Turn the lines below into a numbered list, omitting any blank lines.

─── Data supplied

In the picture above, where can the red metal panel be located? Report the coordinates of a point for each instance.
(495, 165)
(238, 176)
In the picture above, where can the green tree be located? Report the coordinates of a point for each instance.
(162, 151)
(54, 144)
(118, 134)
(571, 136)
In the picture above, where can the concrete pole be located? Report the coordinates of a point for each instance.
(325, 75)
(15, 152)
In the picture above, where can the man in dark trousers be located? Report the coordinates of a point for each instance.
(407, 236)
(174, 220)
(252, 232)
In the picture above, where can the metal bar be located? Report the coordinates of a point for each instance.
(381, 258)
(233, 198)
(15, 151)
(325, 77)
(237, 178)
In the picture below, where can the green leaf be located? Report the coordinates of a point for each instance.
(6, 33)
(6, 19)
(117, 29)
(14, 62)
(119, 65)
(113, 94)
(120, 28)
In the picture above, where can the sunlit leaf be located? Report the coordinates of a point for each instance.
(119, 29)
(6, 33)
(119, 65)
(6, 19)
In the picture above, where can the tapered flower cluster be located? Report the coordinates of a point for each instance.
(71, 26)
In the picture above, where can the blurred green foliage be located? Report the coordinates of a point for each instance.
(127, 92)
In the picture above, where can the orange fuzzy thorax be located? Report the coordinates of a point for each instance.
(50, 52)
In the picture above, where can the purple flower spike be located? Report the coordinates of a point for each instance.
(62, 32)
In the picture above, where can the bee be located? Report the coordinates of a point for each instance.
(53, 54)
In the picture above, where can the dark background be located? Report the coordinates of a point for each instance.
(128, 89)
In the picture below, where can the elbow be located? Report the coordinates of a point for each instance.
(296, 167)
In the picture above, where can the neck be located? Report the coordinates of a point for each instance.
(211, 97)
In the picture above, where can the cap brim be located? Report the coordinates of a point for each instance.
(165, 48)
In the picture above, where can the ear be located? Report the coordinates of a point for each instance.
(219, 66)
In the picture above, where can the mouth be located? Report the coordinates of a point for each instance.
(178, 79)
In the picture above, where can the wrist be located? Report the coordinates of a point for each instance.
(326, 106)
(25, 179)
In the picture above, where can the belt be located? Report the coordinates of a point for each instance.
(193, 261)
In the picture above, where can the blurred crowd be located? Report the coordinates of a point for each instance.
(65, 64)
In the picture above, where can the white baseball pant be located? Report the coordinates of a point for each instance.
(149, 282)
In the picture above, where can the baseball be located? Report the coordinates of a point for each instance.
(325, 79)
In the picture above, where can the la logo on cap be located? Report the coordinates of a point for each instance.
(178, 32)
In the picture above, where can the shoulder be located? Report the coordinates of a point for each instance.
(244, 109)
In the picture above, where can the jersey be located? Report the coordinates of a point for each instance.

──────

▶ Final result:
1. In the picture above, where can the red metal panel be located? Report the coordinates of a point for each instance.
2. (495, 165)
3. (238, 176)
4. In the picture above, where can the green tree be located? Report the coordinates of a point for each instance.
5. (162, 151)
6. (54, 144)
7. (118, 134)
8. (571, 136)
9. In the picture above, where can the concrete pole be located? Report the coordinates of a point for each instance.
10. (325, 75)
11. (15, 152)
12. In the picture above, where can the man in dark trousers be located? Report the coordinates of a point for each instance.
13. (407, 236)
14. (174, 220)
15. (252, 232)
16. In the picture above, where can the metal bar be located? Report the coordinates of a point for each instance.
17. (381, 258)
18. (233, 198)
19. (15, 151)
20. (325, 77)
21. (237, 178)
22. In the picture below, where can the green leaf be located? Report the coordinates of a point for each instance.
23. (6, 33)
24. (6, 19)
25. (117, 29)
26. (14, 62)
27. (119, 65)
28. (113, 94)
29. (120, 28)
30. In the picture above, where can the sunlit leaf be located? Report the coordinates of a point for each instance.
31. (119, 29)
32. (6, 33)
33. (119, 65)
34. (6, 19)
35. In the picture above, where can the tapered flower cluster be located? Report the coordinates of a point for each instance.
36. (71, 26)
37. In the picture above, where can the blurred green foliage be located? Report the coordinates of a point for each instance.
38. (127, 92)
39. In the picture above, where can the orange fuzzy thorax be located? Report the coordinates of a point for each instance.
40. (50, 52)
41. In the picture above, where can the purple flower spike be located? Report the coordinates of a point for each instance.
42. (62, 32)
43. In the picture above, where can the bee be located? Report the coordinates of a point for each instance.
44. (53, 54)
45. In the picture above, where can the dark background be located? Report the coordinates of a point for each instance.
46. (128, 89)
47. In the picture below, where can the elbow be located? Report the coordinates of a point for each instance.
48. (296, 167)
49. In the picture above, where can the neck be located? Report the coordinates of a point for each instance.
50. (211, 97)
51. In the picture above, where can the cap brim be located? Report the coordinates of a point for each instance.
52. (165, 48)
53. In the picture above, where can the ear be located? Report the coordinates of a point for each instance.
54. (219, 66)
55. In the picture above, where can the mouth be located? Report the coordinates of a point for each instance.
56. (178, 79)
57. In the picture above, where can the wrist be located? Report the coordinates of a point for each instance.
58. (326, 106)
59. (25, 179)
60. In the picture above, where can the belt be located? Report the coordinates of a point for each instance.
61. (193, 261)
62. In the picture above, where can the blurred crowd be located? Report the coordinates of a point for each instance.
63. (65, 64)
64. In the picture above, where can the white baseball pant be located? Report the coordinates of a point for each instance.
65. (149, 282)
66. In the picture above, where can the baseball be located? Report the coordinates of a point for each instance.
67. (325, 79)
68. In the picture above, where can the la logo on cap be located? Report the coordinates of a point for each instance.
69. (178, 32)
70. In the picture above, where can the shoulder be located? Report the coordinates of a point for each instance.
71. (244, 109)
72. In the picture above, where can the jersey be located? Report the coordinates of a point for each instance.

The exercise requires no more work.